==== 検討用の本文

行きかふ年もまた旅人なり

日本の歴史や文学(主に近代)について、感想等を紹介しますが、毎日はできません。
ふぅ、徒然なるままに日暮したい・・・。

生命の守護者編

2008-10-14 00:57:32 | Weblog
 NHK番組『その時歴史が動いた』のコミック版で、時折、書店で目に付き購入する。
タイトルに付けた「生命の守護者編」は、伝染病予防・衛生立国を目指した北里柴三郎、弁護士達の活躍を描いたイタイイタイ病裁判、受胎期の発見と死ぬ直前まで村の医師として捧げた荻野久作、知的障害児教育の祖・石井筆子ら感動のストーリーが編纂されていた。この中で、特に感動したのが岩手県沢内村(現在の和賀郡西和賀町)の乳幼児死亡率ゼロへの軌跡である。乳幼児死亡率とは、赤ん坊千人のうち、1歳未満で死亡する率を示した指標で、1956(S31)年この沢内村では千人中69.6人、東京都27.5人、岩手県が全国最下位の66.4人で、これを上回っていた。満州から引き上げ、東京から帰郷した深沢晟雄は、この現状を見て打開策を見出すためまず、村のリーダーとなるべく、教育長を経て村長となった。豪雪地帯でもあるこの地域の除雪、保健士の配置と医師の確保、また、姑を子育てに協力しやすくなるようなアイデアを提示し、更に病院の協力で予防活動を積極的に行った。しかし、1959年から施行された国民健康保険法による負担金の支払いが家庭を圧迫し、赤ん坊の検診が少なくなりつつあった。これを打開して、村から1人の赤ん坊の死亡を出さない、と決意した深沢は、遂に医療費無料化を実施する。これには当然岩手県から「待った」がかかり、国保法違反とされた。しかし、深沢は不退転の決意で、国保法に違反するかもしれないが、憲法25条には違反せず、と予防を含めた村民の健康は村で責任を持つ。これは福祉国家の当然の帰結である、と無料化を断行した。この結果、一部負担を渋っていた赤ん坊の診療が活発になり、深沢村長自らが診療所を訪れ、村の子供のことはすっかりと覚えてしまったという。
 1962(S37)年大晦日、この日は村民一人ひとりが特別な思いを持って迎えていた。この年は、村内の乳児が1人も亡くなっていなかった。そして、1963(S38)年1月1日、新年を迎えたこの瞬間、全国に先駆けて乳幼児死亡率ゼロを成し遂げた。この影響は全国に波及し、多くの自治体が沢内村を訪れ、その成果を学び、持ち帰った。

========
==== 提供された行

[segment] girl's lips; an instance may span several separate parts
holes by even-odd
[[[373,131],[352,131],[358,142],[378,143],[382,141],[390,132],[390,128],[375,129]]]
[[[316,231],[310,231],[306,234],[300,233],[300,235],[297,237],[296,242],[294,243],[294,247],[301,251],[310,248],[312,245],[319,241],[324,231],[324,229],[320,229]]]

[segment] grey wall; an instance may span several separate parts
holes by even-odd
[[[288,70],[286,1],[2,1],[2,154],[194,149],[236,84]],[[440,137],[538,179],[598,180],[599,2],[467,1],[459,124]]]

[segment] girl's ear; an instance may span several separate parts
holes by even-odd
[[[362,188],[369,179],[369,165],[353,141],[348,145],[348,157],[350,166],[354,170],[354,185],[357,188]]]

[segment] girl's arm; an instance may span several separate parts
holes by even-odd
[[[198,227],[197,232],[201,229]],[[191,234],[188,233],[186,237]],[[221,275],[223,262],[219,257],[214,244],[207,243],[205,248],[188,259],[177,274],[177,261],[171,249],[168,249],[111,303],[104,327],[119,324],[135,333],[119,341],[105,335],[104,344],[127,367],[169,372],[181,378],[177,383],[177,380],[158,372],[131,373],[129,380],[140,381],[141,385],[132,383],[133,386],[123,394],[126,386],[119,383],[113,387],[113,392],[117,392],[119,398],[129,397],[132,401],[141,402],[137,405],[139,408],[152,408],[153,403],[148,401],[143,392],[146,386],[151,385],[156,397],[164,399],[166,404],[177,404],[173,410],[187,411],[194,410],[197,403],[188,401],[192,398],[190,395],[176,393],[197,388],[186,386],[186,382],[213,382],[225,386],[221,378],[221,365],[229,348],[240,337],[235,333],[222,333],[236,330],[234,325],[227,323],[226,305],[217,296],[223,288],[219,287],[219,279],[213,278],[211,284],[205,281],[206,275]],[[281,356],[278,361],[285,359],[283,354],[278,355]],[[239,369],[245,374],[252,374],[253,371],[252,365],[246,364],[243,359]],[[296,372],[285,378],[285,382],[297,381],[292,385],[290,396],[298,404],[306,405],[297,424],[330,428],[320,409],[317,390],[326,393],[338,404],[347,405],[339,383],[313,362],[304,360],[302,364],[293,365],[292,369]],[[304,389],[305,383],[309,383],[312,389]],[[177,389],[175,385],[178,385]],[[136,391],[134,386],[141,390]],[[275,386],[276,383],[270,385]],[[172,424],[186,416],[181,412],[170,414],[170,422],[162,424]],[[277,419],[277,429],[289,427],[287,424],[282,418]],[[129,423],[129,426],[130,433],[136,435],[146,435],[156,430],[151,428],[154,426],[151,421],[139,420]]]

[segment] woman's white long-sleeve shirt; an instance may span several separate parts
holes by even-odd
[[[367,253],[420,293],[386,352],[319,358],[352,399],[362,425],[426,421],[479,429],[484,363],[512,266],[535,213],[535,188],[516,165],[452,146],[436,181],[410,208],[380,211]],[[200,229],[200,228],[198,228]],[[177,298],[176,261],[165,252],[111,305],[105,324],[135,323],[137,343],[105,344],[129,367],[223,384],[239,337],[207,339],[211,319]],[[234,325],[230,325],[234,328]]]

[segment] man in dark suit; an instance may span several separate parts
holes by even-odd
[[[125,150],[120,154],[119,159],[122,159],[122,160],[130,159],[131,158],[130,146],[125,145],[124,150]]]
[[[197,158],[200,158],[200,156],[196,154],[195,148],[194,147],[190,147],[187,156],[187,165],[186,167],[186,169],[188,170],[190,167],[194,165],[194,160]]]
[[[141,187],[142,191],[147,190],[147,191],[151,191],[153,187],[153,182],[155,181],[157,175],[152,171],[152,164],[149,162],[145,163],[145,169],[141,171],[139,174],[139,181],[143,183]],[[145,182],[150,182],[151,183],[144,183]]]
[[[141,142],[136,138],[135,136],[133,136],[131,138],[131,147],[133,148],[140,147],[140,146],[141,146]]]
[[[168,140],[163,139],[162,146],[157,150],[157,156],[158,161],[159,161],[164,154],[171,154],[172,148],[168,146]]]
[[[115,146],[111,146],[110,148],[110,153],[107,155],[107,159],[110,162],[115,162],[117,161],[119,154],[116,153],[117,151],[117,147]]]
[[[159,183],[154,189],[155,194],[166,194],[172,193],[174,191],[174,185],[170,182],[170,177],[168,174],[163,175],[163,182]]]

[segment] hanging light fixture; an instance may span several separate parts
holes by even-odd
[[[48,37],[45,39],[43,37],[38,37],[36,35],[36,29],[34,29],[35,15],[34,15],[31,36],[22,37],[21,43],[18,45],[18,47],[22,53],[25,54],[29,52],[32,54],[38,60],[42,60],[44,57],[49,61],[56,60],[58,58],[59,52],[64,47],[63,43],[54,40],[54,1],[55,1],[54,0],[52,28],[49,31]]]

========

▶ **課題と演習**
A) 本文によると、1956年の沢内村の乳幼児死亡率は千人中何人でしたか。
B) 本文のうち、「ふぅ、徒然なるままに日暮したい・・・。」から始まり「かりと覚えてしまったという。」で終わる部分を一字も変えずに抜き出してください。

▶ **演習の解答**
A) 千人中69.6人でした。

B)
ふぅ、徒然なるままに日暮したい・・・。

生命の守護者編

2008-10-14 00:57:32 | Weblog
 NHK番組『その時歴史が動いた』のコミック版で、時折、書店で目に付き購入する。
タイトルに付けた「生命の守護者編」は、伝染病予防・衛生立国を目指した北里柴三郎、弁護士達の活躍を描いたイタイイタイ病裁判、受胎期の発見と死ぬ直前まで村の医師として捧げた荻野久作、知的障害児教育の祖・石井筆子ら感動のストーリーが編纂されていた。この中で、特に感動したのが岩手県沢内村(現在の和賀郡西和賀町)の乳幼児死亡率ゼロへの軌跡である。乳幼児死亡率とは、赤ん坊千人のうち、1歳未満で死亡する率を示した指標で、1956(S31)年この沢内村では千人中69.6人、東京都27.5人、岩手県が全国最下位の66.4人で、これを上回っていた。満州から引き上げ、東京から帰郷した深沢晟雄は、この現状を見て打開策を見出すためまず、村のリーダーとなるべく、教育長を経て村長となった。豪雪地帯でもあるこの地域の除雪、保健士の配置と医師の確保、また、姑を子育てに協力しやすくなるようなアイデアを提示し、更に病院の協力で予防活動を積極的に行った。しかし、1959年から施行された国民健康保険法による負担金の支払いが家庭を圧迫し、赤ん坊の検診が少なくなりつつあった。これを打開して、村から1人の赤ん坊の死亡を出さない、と決意した深沢は、遂に医療費無料化を実施する。これには当然岩手県から「待った」がかかり、国保法違反とされた。しかし、深沢は不退転の決意で、国保法に違反するかもしれないが、憲法25条には違反せず、と予防を含めた村民の健康は村で責任を持つ。これは福祉国家の当然の帰結である、と無料化を断行した。この結果、一部負担を渋っていた赤ん坊の診療が活発になり、深沢村長自らが診療所を訪れ、村の子供のことはすっかりと覚えてしまったという。